Please lay out as a Markdown table, with columns headed Row and Line, the part that opens with the line containing "TARGET = blonde woman" and closes with the last line, both included. Number each row and leave out blank lines.

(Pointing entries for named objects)
_ _ _ _ _ _ _

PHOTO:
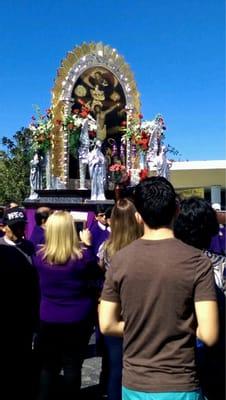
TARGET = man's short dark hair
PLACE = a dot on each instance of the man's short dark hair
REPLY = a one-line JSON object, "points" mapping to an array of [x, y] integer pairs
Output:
{"points": [[155, 200], [196, 223]]}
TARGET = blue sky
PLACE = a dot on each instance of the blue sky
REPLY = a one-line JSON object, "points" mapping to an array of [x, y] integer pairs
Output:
{"points": [[176, 50]]}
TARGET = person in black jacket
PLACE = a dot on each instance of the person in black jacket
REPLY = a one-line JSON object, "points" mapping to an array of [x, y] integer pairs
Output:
{"points": [[19, 304]]}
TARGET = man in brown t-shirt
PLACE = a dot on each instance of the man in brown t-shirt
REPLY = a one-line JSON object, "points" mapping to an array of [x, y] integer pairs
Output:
{"points": [[159, 294]]}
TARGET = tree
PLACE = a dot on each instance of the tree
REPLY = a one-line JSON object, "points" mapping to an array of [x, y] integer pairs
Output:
{"points": [[15, 167]]}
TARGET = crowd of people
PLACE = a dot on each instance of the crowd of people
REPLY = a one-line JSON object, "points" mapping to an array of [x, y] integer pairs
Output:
{"points": [[146, 276]]}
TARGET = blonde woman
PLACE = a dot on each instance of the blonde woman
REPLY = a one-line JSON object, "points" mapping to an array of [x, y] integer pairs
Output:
{"points": [[67, 309], [124, 230]]}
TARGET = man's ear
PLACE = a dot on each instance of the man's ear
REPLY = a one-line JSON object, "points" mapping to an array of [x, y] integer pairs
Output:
{"points": [[139, 218]]}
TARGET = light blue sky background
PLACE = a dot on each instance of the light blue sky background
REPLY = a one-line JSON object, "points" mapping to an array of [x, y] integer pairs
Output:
{"points": [[176, 50]]}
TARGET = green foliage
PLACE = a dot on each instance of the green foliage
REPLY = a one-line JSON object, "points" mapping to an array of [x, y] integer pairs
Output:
{"points": [[73, 142], [15, 167]]}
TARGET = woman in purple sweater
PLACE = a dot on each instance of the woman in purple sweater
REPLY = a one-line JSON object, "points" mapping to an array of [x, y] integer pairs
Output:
{"points": [[68, 304]]}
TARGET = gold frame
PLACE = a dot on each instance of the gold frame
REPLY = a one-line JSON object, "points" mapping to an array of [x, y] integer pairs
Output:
{"points": [[76, 62]]}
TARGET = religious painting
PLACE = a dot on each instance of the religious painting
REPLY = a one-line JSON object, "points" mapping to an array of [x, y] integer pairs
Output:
{"points": [[101, 92], [98, 89]]}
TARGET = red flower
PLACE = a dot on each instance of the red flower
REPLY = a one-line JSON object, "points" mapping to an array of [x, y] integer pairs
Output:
{"points": [[81, 101], [70, 126], [143, 174], [92, 134]]}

_ _ _ _ _ _ _

_Final result_
| Row | Line |
|---|---|
| 1 | TARGET = blonde woman |
| 2 | PLACE = a dot on each instance of the blonde woman |
| 3 | REPLY = a one-line JSON object, "points" mapping to an array of [x, y] integer pairs |
| 4 | Output: |
| 5 | {"points": [[67, 309], [124, 230]]} |
| 6 | TARGET = man's ear |
| 7 | PLACE = a dot on each instance of the man's ear |
| 8 | REPLY = a one-line JSON object, "points" mapping to an array of [x, y] integer pairs |
| 9 | Output: |
| 10 | {"points": [[139, 218]]} |
| 11 | TARGET = light blue sky background |
| 12 | PLACE = a dot on each instance of the light blue sky background |
| 13 | REPLY = a one-line JSON object, "points" mapping to an array of [x, y] integer pairs |
| 14 | Output: |
| 15 | {"points": [[176, 50]]} |
| 16 | TARGET = green foliage |
| 17 | PLACE = a dot on each instance of the green foliage |
| 18 | REPLY = a one-line JSON object, "points" mapping to an array of [x, y] integer pairs |
| 19 | Output: |
| 20 | {"points": [[73, 142], [15, 167]]} |
| 21 | TARGET = woman in purple sweater |
| 22 | PLACE = a dot on each instance of the woman in purple sweater |
| 23 | REPLY = a one-line JSON object, "points" mapping to an array of [x, y] integer pairs |
| 24 | Output: |
| 25 | {"points": [[68, 304]]} |
| 26 | TARGET = gold frame |
| 27 | PLACE = a dot on each instance of the gold frame |
| 28 | REPLY = a one-line JSON object, "points" mapping to an array of [x, y] integer pairs |
| 29 | Output: |
| 30 | {"points": [[76, 62]]} |
| 31 | TARGET = religious painting |
| 32 | PLACE = a dot on each instance of the religious painting |
| 33 | REPLY = a one-line JSON object, "points" mapping to an array of [x, y] integer pairs |
| 34 | Output: |
| 35 | {"points": [[101, 92], [98, 89]]} |
| 36 | TARGET = red flower |
| 37 | PLACE = a dot on each instance of the red flower |
| 38 | REPLY = a one-line JSON object, "points" mapping to an array of [x, y] integer pairs |
| 39 | Output: |
| 40 | {"points": [[81, 101], [70, 126], [143, 174], [92, 134]]} |